Description of the task ▸
Start with the line containing "Shelf-audit task: drop a dot on every instance of the short" and write out each line through the end of the listing, exactly as given.
------
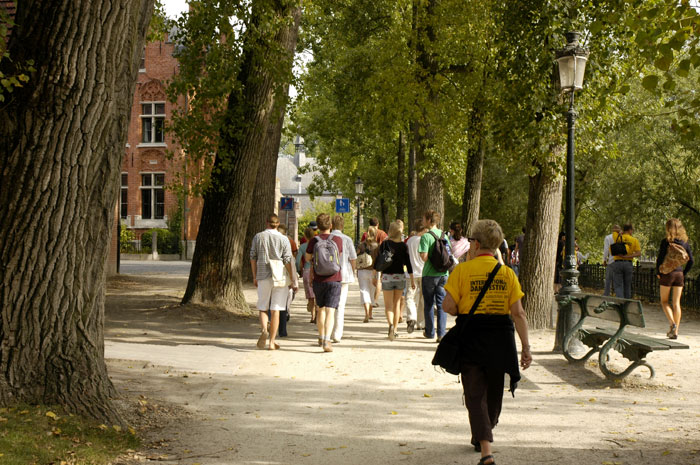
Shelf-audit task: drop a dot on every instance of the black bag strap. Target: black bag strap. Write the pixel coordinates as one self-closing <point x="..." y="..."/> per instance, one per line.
<point x="487" y="284"/>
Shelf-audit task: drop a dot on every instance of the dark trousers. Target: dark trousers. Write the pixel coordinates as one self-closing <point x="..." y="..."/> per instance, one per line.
<point x="483" y="394"/>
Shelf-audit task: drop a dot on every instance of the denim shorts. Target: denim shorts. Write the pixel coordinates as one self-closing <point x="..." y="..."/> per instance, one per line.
<point x="393" y="282"/>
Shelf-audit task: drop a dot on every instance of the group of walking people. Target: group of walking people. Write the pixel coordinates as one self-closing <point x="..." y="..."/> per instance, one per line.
<point x="409" y="277"/>
<point x="674" y="260"/>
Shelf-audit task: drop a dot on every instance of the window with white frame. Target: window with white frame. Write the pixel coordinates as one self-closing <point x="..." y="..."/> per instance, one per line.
<point x="153" y="123"/>
<point x="152" y="196"/>
<point x="124" y="197"/>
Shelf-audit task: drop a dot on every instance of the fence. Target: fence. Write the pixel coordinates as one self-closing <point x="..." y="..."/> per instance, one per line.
<point x="644" y="284"/>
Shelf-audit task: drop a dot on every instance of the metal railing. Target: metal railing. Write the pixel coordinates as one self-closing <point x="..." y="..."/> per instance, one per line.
<point x="644" y="284"/>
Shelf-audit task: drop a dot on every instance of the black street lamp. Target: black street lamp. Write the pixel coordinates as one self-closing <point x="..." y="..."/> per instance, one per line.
<point x="572" y="65"/>
<point x="359" y="188"/>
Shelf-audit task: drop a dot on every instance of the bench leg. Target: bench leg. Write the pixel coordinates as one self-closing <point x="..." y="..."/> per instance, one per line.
<point x="603" y="363"/>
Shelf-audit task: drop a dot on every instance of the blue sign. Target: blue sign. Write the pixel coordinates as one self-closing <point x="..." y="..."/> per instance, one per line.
<point x="342" y="205"/>
<point x="287" y="203"/>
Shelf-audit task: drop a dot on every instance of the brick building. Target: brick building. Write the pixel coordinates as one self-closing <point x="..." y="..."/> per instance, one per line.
<point x="145" y="199"/>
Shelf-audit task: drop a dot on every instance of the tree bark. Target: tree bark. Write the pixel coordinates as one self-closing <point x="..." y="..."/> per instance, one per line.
<point x="471" y="201"/>
<point x="401" y="179"/>
<point x="430" y="191"/>
<point x="266" y="180"/>
<point x="216" y="274"/>
<point x="538" y="254"/>
<point x="412" y="186"/>
<point x="62" y="141"/>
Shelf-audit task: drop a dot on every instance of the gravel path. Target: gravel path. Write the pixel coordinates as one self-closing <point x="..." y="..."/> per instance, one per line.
<point x="219" y="400"/>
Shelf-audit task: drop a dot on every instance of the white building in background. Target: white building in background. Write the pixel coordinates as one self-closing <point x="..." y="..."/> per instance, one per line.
<point x="293" y="184"/>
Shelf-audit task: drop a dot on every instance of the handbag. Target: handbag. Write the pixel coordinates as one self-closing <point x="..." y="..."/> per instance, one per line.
<point x="385" y="258"/>
<point x="364" y="259"/>
<point x="618" y="247"/>
<point x="447" y="355"/>
<point x="675" y="256"/>
<point x="280" y="277"/>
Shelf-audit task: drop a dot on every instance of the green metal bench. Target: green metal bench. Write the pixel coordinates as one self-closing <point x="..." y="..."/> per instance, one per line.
<point x="634" y="347"/>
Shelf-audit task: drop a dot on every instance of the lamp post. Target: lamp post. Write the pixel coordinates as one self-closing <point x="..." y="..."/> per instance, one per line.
<point x="572" y="65"/>
<point x="359" y="188"/>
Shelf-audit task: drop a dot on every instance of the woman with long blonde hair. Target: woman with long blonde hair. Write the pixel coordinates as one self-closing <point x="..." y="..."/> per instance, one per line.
<point x="675" y="279"/>
<point x="365" y="274"/>
<point x="394" y="277"/>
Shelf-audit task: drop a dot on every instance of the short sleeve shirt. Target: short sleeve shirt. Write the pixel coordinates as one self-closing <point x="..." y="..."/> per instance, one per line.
<point x="310" y="250"/>
<point x="427" y="244"/>
<point x="467" y="279"/>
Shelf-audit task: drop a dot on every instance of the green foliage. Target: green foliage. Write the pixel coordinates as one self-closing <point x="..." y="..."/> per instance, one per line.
<point x="168" y="241"/>
<point x="221" y="43"/>
<point x="13" y="74"/>
<point x="126" y="238"/>
<point x="47" y="434"/>
<point x="329" y="208"/>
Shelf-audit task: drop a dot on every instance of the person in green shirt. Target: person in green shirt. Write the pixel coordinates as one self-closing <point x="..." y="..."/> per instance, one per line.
<point x="432" y="281"/>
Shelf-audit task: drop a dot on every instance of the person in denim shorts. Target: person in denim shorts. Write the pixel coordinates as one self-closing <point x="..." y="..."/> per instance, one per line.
<point x="394" y="277"/>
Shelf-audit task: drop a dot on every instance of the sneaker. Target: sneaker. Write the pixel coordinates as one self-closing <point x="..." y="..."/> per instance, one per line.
<point x="262" y="340"/>
<point x="410" y="326"/>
------
The reply ▸
Shelf-audit task: drop a dot on every instance of the short sleeve shirt. Target: short sleeve shirt. Write the pixel coordinates as one self-closing <point x="..." y="..."/> per instance, one per line.
<point x="310" y="250"/>
<point x="427" y="244"/>
<point x="467" y="279"/>
Shelf-audit task: drop a dot on every instance of the green foliage. Target: green foliage. Write the pixel coordinates as one self-closing <point x="..." y="..."/> per instance, one per line.
<point x="168" y="241"/>
<point x="221" y="43"/>
<point x="13" y="74"/>
<point x="126" y="238"/>
<point x="47" y="434"/>
<point x="329" y="208"/>
Shelf-audit task: drop a dot on every instance of the person in green shirt. Target: person in green shirt. Write the pixel coordinates as one self-closing <point x="..." y="..."/> per instance, one per line.
<point x="432" y="281"/>
Shelf-audit task: drop a dot on every instance of the person in denim shorts. Target: person in denim shorts. Write the pixel coordinates as one self-closing <point x="..." y="..."/> per instance, one per line.
<point x="394" y="277"/>
Shelf-audit task: drop a dot on every instance of the sneaker. Target: sneaker. Write the pixel coordinates as one self-closing <point x="..." y="..."/> per instance, one per line.
<point x="262" y="340"/>
<point x="410" y="326"/>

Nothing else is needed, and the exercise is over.